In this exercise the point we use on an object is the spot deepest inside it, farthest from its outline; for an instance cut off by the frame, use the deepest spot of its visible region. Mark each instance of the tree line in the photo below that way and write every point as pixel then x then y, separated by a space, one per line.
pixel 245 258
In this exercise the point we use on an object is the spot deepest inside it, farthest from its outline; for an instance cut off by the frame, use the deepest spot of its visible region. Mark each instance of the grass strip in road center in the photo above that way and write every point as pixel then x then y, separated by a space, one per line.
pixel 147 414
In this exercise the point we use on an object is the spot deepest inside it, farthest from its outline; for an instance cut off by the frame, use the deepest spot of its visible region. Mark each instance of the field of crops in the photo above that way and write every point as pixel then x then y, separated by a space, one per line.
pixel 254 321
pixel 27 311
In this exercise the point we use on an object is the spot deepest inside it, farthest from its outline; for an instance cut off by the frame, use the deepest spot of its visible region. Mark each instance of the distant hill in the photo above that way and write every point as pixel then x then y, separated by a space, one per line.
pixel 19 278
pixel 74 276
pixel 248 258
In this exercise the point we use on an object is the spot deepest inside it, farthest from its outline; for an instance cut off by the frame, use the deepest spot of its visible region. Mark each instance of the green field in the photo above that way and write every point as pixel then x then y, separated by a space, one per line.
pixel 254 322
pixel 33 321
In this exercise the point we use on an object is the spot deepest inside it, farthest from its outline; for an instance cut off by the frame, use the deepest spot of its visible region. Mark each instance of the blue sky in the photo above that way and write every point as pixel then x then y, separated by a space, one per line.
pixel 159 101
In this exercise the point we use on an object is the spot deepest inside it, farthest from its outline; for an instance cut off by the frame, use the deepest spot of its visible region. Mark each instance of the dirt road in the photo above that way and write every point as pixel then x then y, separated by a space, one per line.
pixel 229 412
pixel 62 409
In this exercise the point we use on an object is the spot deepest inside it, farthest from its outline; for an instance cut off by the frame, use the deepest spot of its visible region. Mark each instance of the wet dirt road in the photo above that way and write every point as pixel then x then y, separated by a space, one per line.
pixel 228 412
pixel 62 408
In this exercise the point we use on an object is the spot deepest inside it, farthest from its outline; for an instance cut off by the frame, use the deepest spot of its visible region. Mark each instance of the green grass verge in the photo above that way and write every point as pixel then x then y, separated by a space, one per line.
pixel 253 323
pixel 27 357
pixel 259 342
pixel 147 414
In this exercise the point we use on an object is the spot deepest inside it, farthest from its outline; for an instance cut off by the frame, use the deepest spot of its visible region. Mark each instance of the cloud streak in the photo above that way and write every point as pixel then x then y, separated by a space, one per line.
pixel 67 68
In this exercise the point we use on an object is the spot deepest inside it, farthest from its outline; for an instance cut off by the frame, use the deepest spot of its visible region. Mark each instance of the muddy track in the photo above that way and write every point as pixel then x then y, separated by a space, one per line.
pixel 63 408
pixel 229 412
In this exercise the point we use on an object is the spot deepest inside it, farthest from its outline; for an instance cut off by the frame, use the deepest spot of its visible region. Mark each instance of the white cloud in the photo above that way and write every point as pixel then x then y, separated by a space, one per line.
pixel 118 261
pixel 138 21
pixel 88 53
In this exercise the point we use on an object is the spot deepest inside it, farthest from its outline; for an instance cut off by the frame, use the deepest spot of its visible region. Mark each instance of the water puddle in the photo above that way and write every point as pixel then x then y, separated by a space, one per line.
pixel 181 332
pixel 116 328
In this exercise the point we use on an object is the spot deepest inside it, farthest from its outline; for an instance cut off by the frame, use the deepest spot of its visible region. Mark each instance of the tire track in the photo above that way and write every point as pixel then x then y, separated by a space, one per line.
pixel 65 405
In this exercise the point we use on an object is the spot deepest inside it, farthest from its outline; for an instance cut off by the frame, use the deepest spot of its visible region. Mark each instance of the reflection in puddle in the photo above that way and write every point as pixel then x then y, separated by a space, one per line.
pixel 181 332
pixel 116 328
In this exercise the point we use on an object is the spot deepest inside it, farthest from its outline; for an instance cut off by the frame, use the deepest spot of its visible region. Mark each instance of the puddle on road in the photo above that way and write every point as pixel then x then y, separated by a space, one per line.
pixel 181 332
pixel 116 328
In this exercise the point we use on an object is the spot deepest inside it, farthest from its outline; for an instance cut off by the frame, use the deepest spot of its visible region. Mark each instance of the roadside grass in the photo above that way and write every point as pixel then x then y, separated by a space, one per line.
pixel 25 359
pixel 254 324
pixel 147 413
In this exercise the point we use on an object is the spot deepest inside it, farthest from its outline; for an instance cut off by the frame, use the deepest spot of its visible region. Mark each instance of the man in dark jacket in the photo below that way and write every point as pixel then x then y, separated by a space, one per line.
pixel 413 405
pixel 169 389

**********

TASK TO CARRY OUT: Convert all of the material above into a JSON list of strings, with one string for each line and blank lines omitted.

COMPLETED EXERCISE:
[
  "In this exercise the point we use on an object is the spot deepest inside it, farthest from its outline; for an instance cut off by the frame, use the deepest spot of its visible region. Mark each instance of the tree line in the photo below that way and write every point as pixel then x then y, separated by a space, one per line.",
  "pixel 245 258",
  "In this exercise the point we use on an object is the spot deepest inside it, farthest from its outline; for an instance cut off by the frame, use the deepest spot of its visible region. Mark each instance of the grass strip in road center in the photo above that way and write every point as pixel then x then y, separated by a space, one per line.",
  "pixel 147 414",
  "In this exercise the point we use on an object is the spot deepest inside it, farthest from its outline; for an instance cut off by the frame, use the deepest spot of its visible region. Mark each instance of the field of crops in the photo above that way and write every point as pixel then x then y, separated by a space, one per line.",
  "pixel 254 321",
  "pixel 27 311",
  "In this exercise the point we use on an object is the spot deepest inside it, farthest from its outline; for an instance cut off by the frame, use the deepest spot of its visible region. Mark each instance of the distant hill in the photo above that way and write every point as pixel then x then y, separated by a space, one per line.",
  "pixel 19 278",
  "pixel 74 276",
  "pixel 248 258",
  "In this exercise the point we use on an object is the spot deepest inside it, farthest from its outline; for an instance cut off by the frame, use the deepest spot of its visible region. Mark each instance of the green field in the photo above that way and write every point as pixel then x then y, separated by a space, one per line.",
  "pixel 254 322",
  "pixel 33 321",
  "In this exercise the point we use on an object is the spot deepest inside it, farthest from its outline; for an instance cut off by the frame, use the deepest spot of its visible region. Mark each instance of the blue sky in the photo above that way and write every point as pixel then x then y, separated by a space, one per line.",
  "pixel 159 101",
  "In this exercise the point we use on an object is the spot deepest inside it, farthest from its outline; for an instance cut off by the frame, use the deepest spot of its visible region. Mark each instance of the dirt road in the photo above that way and write every point as pixel then x then y, separated by a space, one per line.",
  "pixel 229 412",
  "pixel 62 409",
  "In this exercise the point we use on an object is the spot deepest inside it, farthest from its outline; for an instance cut off by the frame, use the deepest spot of its visible region. Mark each instance of the wet dirt road in the photo above that way and write every point as pixel then x then y, separated by a space, one per line.",
  "pixel 228 412",
  "pixel 62 408",
  "In this exercise the point we use on an object is the spot deepest inside it, farthest from its outline; for an instance cut off by the frame, use the deepest spot of its visible region. Mark each instance of the green grass verge in the photo above that way and write every point as pixel then x then y, separated by a space, one per line.",
  "pixel 253 323",
  "pixel 27 357",
  "pixel 259 342",
  "pixel 147 414",
  "In this exercise the point we use on an object is the spot deepest inside it, farthest from its outline; for an instance cut off by the frame, use the deepest spot of its visible region. Mark each instance of the cloud streak in the photo above that way and write every point as pixel then x then y, separated by a space, one per line.",
  "pixel 67 68",
  "In this exercise the point we use on an object is the spot deepest inside it, farthest from its outline; for an instance cut off by the frame, use the deepest spot of its visible region. Mark each instance of the muddy track in the photo above that way and write every point as pixel then x then y, separated by a space, one per line.",
  "pixel 63 408",
  "pixel 229 412",
  "In this exercise the point we use on an object is the spot deepest inside it, farthest from its outline; for an instance cut off by the frame, use the deepest spot of its visible region. Mark each instance of the white cloud in the photo above that way and write every point as pixel then x then y, separated by a space, one per line.",
  "pixel 118 261",
  "pixel 138 21",
  "pixel 88 53",
  "In this exercise the point we use on an object is the spot deepest inside it, farthest from its outline; for an instance cut off by the frame, use the deepest spot of its visible region. Mark each instance of the water puddle in the photo above that way and write every point as pixel then x then y, separated by a space, one per line.",
  "pixel 181 332",
  "pixel 116 328",
  "In this exercise the point we use on an object is the spot deepest inside it, farthest from its outline; for an instance cut off by the frame, use the deepest spot of its visible region. Mark each instance of the tire track in the photo above that way and write every point as pixel then x then y, separated by a space, one per line.",
  "pixel 65 405",
  "In this exercise the point we use on an object is the spot deepest inside it, farthest from its outline; for an instance cut off by the frame, use the deepest spot of its visible region. Mark each instance of the reflection in puddle in the photo above that way and write every point as pixel then x then y, separated by a space, one per line.",
  "pixel 181 332",
  "pixel 116 328",
  "In this exercise the point we use on an object is the spot deepest inside it, farthest from its outline; for an instance cut off by the frame, use the deepest spot of its visible region. Mark each instance of the puddle on road in the photo above that way and write every point as pixel then x then y, separated by a space, one per line.",
  "pixel 181 332",
  "pixel 116 328",
  "In this exercise the point we use on an object is the spot deepest inside it, farthest from its outline; for an instance cut off by the frame, use the deepest spot of its visible region. Mark each instance of the roadside grass in the photo above that way and write every point as pixel then x then y, separated by a space, one per line.",
  "pixel 25 359",
  "pixel 254 324",
  "pixel 147 413",
  "In this exercise the point we use on an object is the spot deepest inside it, farthest from its outline; for an instance cut off by the frame, use the deepest spot of its visible region. Mark each instance of the man in dark jacket in the photo below that way and write every point as pixel then x then y, separated by a space, one per line.",
  "pixel 413 405",
  "pixel 169 389"
]